**Excerpt to read**
++++
- Education: PhD
- Employer: Australian Radiation Protection and Nuclear Safety Agency
- Known for: Radiation safety

= Gillian Hirth =

Health scientist

Gillian Anne Hirth , also known as Gillian A. Hirth, is a health scientist and CEO of Australian Radiation Protection and Nuclear Safety Agency (ARPANSA). She was appointed an Officer of the Order of Australia for "service to environmental science, nuclear and radiation safety and the development of national and international regulatory standards", and worked with the United Nations following the Fukushima accident, advising on environmental radiology.

== Education and career ==
Hirth graduated in 1999, with a PhD in environmental radiochemistry. She began work at Australian Nuclear Science and Technology Organisation (ANSTO) as a Post-Doctoral Research Fellow from 2000 to 2003. After her position at ANSTO, Hirth worked in the Australian Defence Organisation in the field of hazardous materials and environmental management.

Hirth was previously Chief Radiation Health Scientist of Australian Radiation Protection and Nuclear Safety Agency (ARPANSA), and as at July 2024, is CEO of ARPANSA.
++++
Region pointing data
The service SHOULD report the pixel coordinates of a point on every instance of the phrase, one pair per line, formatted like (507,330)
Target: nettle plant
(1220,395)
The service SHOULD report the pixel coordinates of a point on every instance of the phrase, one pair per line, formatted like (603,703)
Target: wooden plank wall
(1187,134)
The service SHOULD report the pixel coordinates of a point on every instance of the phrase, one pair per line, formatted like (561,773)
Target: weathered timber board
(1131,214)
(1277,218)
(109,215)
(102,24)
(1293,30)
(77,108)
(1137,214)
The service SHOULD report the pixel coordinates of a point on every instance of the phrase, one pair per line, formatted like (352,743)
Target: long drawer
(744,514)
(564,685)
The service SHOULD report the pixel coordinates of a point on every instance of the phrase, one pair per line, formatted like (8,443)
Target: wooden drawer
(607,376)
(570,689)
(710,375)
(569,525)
++++
**Task goal**
List every year that appears in the profile of Gillian Hirth.

**Task output**
1999, 2000, 2003, 2024